→ REQUIRED WORK:
#1 Duplicate the part of the grocery article below from "But, a New York" up to and including "industry probably did.)".
#2 Which dry good foods does the grocery article below name? List them.
#3 Put this sentence from the grocery article below into Spanish: "Water and protein-rich peanut butter also make sense."

*** Opening of EXTRACT TO READ ***

A new report reveals which items are flying off shelves faster than others.
grocery items coronavirus
Eat This, Not That! is constantly monitoring the latest food news as it relates to COVID-19 in order to keep you healthy, safe, and informed (and answer your most urgent questions). Here are the precautions you should be taking at the grocery store, the foods you should have on hand, the meal delivery services and restaurant chains offering takeout you need to know about, and ways you can help support those in need. We will continue to update these as new information develops. Click here for all of our COVID-19 coverage, and sign up for our newsletter to stay up-to-date.

The only thing spreading less frequently than COVID-19 seems to be social media photos of empty grocery store shelves. WE GET IT. People are panic buying for fear that the looming coronavirus will cause massive food—and toilet paper—shortages.

But, a New York Times article offers a much more calm and reassuring report, title "There is Plenty of Food in the Country." It goes into interesting and revealing details about which food products are selling best amid coronavirus concerns.

Yes, there are predictable dry good foods like rice, beans, and pasta. Water and protein-rich peanut butter also make sense. But, did anyone really foresee a 40 percent growth in oat milk sales? (Investors in the oat milk industry probably did.)

*** Close of EXTRACT TO READ ***
*** Opening of EXCERPTED RECORDS ***

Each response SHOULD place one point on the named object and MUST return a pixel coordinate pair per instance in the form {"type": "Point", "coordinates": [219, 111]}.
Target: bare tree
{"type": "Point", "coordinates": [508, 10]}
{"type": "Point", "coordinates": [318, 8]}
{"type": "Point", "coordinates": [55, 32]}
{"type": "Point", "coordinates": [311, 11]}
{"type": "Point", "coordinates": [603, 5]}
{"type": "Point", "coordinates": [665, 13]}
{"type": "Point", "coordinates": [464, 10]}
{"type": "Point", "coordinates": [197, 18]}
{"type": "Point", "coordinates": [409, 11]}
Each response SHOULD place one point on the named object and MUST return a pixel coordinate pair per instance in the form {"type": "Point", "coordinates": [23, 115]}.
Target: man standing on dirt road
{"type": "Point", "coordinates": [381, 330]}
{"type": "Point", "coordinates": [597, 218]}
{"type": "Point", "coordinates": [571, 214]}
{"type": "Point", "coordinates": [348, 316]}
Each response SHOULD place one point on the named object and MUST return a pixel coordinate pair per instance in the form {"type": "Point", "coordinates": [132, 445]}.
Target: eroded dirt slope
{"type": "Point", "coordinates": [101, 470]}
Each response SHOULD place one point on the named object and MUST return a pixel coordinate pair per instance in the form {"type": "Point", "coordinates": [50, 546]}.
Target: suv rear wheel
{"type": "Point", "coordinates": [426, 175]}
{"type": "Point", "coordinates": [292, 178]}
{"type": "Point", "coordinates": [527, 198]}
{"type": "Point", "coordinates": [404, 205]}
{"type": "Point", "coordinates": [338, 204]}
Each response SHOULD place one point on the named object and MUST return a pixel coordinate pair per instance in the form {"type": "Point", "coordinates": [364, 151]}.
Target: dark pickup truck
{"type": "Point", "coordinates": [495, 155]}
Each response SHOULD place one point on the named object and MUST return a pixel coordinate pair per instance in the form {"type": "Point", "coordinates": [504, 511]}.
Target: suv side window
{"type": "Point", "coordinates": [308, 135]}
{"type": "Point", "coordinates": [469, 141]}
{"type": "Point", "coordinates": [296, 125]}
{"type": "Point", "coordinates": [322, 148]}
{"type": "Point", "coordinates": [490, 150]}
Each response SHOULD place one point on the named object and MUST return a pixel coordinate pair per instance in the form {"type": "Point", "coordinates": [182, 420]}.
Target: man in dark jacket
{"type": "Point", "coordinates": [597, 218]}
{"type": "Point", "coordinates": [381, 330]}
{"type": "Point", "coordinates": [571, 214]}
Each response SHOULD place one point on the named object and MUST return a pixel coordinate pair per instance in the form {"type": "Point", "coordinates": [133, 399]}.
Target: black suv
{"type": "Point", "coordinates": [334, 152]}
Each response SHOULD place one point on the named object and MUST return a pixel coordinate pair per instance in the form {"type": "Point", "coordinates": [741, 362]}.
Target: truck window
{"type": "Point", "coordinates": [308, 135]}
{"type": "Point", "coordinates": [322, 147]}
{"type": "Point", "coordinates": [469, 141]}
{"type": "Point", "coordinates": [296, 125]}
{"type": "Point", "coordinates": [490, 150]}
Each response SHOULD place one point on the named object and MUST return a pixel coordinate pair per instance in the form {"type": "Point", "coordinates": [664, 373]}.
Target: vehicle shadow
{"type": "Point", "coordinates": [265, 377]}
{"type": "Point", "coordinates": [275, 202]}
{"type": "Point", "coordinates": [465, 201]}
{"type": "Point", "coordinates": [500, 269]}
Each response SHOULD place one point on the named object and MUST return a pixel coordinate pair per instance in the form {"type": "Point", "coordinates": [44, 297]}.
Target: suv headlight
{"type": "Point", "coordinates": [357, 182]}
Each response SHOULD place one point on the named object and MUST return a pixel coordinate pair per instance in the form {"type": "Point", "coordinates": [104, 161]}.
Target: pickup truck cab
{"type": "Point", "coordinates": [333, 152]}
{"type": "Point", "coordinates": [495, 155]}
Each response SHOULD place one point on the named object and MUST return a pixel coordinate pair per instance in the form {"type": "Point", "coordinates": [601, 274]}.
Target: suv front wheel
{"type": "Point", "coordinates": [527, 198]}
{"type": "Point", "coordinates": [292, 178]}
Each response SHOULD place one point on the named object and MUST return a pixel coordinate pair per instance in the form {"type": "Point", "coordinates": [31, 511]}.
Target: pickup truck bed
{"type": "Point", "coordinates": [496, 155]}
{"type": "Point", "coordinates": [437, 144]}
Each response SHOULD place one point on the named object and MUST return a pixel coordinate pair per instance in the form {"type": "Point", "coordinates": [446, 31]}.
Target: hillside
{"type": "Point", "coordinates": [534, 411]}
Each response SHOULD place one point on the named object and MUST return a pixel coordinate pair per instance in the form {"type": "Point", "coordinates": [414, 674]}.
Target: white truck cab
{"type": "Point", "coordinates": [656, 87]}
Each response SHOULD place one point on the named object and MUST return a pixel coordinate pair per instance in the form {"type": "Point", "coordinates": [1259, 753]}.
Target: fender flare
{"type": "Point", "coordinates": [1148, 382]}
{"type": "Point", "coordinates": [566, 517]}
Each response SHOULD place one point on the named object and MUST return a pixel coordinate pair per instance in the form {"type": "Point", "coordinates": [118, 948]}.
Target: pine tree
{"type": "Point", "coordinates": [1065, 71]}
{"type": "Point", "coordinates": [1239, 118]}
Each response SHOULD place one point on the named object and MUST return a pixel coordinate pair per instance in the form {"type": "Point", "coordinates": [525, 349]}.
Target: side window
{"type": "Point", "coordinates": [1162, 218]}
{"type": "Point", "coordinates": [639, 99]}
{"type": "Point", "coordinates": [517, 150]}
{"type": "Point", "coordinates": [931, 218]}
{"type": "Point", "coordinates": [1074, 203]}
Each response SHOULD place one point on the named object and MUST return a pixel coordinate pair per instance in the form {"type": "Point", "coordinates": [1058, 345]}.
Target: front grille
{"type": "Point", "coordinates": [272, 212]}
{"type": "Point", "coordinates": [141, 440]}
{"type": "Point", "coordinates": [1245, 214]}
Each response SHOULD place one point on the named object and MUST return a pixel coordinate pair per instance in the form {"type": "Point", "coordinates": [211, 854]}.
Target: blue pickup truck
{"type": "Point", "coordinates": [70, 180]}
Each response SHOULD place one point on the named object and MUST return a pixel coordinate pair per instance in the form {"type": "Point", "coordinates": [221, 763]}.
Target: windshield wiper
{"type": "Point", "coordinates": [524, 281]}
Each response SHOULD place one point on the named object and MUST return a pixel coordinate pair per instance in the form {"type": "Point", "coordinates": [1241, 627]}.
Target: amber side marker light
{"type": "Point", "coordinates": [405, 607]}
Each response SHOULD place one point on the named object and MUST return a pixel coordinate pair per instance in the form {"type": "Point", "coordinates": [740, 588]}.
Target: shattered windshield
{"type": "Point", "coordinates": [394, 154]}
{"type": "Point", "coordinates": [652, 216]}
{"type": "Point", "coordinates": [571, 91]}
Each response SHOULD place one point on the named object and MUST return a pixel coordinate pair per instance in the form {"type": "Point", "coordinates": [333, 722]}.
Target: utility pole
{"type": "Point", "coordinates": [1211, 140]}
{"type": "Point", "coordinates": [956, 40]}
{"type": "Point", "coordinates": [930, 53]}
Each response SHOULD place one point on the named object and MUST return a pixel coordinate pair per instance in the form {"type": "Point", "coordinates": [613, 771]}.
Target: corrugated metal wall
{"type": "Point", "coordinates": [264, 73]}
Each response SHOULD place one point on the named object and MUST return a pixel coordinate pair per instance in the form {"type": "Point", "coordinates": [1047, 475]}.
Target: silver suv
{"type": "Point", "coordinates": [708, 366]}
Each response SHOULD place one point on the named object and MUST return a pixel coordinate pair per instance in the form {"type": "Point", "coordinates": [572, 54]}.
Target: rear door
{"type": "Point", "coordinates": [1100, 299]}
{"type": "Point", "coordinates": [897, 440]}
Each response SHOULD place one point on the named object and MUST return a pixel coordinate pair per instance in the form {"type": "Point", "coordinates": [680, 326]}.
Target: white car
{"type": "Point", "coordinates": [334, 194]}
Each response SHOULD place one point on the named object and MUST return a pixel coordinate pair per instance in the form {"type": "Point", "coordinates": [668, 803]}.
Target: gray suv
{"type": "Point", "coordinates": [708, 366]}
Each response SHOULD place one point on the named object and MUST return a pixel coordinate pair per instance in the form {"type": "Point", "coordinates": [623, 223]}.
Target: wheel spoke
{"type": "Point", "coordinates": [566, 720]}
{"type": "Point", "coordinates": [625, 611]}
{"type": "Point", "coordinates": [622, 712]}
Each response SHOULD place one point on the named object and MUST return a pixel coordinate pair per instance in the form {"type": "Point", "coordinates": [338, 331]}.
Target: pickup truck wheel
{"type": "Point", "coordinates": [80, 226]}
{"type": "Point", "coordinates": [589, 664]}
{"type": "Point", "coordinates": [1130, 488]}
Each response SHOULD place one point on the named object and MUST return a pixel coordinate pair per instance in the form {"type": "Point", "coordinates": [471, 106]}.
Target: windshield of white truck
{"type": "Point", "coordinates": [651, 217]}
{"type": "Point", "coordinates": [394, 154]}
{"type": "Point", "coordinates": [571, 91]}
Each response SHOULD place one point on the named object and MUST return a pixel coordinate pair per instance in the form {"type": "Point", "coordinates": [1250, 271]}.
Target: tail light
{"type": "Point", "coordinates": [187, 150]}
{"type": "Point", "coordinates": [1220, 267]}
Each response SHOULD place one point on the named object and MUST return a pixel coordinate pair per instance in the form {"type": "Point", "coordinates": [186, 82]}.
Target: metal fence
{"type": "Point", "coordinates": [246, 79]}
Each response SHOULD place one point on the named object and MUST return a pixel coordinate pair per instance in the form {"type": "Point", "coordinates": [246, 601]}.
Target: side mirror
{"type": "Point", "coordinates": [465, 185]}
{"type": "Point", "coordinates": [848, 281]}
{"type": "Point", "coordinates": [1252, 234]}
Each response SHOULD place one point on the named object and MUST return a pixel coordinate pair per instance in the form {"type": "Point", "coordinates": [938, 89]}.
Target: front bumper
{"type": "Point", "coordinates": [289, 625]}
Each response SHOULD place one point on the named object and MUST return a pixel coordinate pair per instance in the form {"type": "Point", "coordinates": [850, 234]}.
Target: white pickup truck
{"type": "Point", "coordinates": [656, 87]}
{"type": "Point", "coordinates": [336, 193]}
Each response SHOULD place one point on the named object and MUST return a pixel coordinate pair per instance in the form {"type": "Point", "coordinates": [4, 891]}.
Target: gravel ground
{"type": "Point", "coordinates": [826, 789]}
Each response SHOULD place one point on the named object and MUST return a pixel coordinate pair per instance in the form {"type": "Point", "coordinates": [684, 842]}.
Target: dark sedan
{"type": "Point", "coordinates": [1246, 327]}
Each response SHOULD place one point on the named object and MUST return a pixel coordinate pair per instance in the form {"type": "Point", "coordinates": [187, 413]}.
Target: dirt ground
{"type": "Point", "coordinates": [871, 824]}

*** Close of EXCERPTED RECORDS ***

→ ANSWERS TO EACH TASK:
#1
But, a New York Times article offers a much more calm and reassuring report, title "There is Plenty of Food in the Country." It goes into interesting and revealing details about which food products are selling best amid coronavirus concerns.

Yes, there are predictable dry good foods like rice, beans, and pasta. Water and protein-rich peanut butter also make sense. But, did anyone really foresee a 40 percent growth in oat milk sales? (Investors in the oat milk industry probably did.)

#2 rice, beans, pasta

#3 El agua y la mantequilla de maní rica en proteínas también tienen sentido.